▶ [EXERCISE INSTRUCTIONS]
Would you return every entry below without a single difference?

==== MATERIAL PROVIDED

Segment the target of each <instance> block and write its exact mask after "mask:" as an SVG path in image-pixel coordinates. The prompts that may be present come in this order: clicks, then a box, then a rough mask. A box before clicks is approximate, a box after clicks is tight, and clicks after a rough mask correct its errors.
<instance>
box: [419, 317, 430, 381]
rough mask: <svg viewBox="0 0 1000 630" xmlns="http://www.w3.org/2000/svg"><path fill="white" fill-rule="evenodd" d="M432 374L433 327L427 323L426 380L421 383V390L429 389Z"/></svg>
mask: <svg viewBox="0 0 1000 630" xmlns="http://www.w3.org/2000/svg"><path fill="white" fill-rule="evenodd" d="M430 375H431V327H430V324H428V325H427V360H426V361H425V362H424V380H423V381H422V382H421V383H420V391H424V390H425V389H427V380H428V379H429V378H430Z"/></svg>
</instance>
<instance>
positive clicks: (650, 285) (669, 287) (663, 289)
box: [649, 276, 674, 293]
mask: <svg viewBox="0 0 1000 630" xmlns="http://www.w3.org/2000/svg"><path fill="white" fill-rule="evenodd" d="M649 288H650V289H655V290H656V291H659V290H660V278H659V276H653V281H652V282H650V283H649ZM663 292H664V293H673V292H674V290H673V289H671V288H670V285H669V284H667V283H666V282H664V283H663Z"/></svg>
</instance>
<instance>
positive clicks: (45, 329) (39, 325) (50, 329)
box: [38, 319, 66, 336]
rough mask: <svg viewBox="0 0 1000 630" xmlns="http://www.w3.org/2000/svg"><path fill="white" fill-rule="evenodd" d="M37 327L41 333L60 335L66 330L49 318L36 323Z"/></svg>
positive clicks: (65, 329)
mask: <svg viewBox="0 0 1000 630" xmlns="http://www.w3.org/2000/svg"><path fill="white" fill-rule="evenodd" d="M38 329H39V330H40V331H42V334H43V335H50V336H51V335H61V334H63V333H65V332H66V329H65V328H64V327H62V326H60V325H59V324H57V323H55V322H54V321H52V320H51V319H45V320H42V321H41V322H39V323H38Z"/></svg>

========

▶ [OUTPUT OF THE EXERCISE]
Segment the target of each <instance> block and write its exact mask after "mask:" as an SVG path in image-pixel coordinates. The prompts that may be present come in this order: clicks, then a box, then a rough mask. A box before clicks is approximate, a box after clicks is tight, and clicks after a rough mask correct its errors.
<instance>
box: [419, 317, 430, 381]
rough mask: <svg viewBox="0 0 1000 630" xmlns="http://www.w3.org/2000/svg"><path fill="white" fill-rule="evenodd" d="M432 374L433 327L427 323L426 380L421 383V390L429 389Z"/></svg>
mask: <svg viewBox="0 0 1000 630" xmlns="http://www.w3.org/2000/svg"><path fill="white" fill-rule="evenodd" d="M430 375H431V327H430V324H428V325H427V360H426V361H425V362H424V380H423V381H422V382H421V383H420V391H424V390H425V389H427V380H428V379H429V378H430Z"/></svg>
</instance>
<instance>
positive clicks: (650, 285) (669, 287) (663, 289)
box: [649, 276, 674, 293]
mask: <svg viewBox="0 0 1000 630" xmlns="http://www.w3.org/2000/svg"><path fill="white" fill-rule="evenodd" d="M649 288H650V289H655V290H656V291H659V290H660V278H659V276H653V281H652V282H650V283H649ZM663 292H664V293H673V292H674V290H673V289H671V288H670V285H669V284H667V283H666V282H664V283H663Z"/></svg>
</instance>
<instance>
positive clicks: (45, 329) (39, 325) (50, 329)
box: [38, 319, 66, 336]
rough mask: <svg viewBox="0 0 1000 630" xmlns="http://www.w3.org/2000/svg"><path fill="white" fill-rule="evenodd" d="M37 327L41 333L60 335L66 330L49 318L36 323Z"/></svg>
positive clicks: (65, 329)
mask: <svg viewBox="0 0 1000 630" xmlns="http://www.w3.org/2000/svg"><path fill="white" fill-rule="evenodd" d="M38 329H39V330H40V331H42V334H43V335H50V336H51V335H61V334H63V333H65V332H66V329H65V328H64V327H62V326H60V325H59V324H57V323H55V322H54V321H52V320H51V319H45V320H42V321H41V322H39V323H38Z"/></svg>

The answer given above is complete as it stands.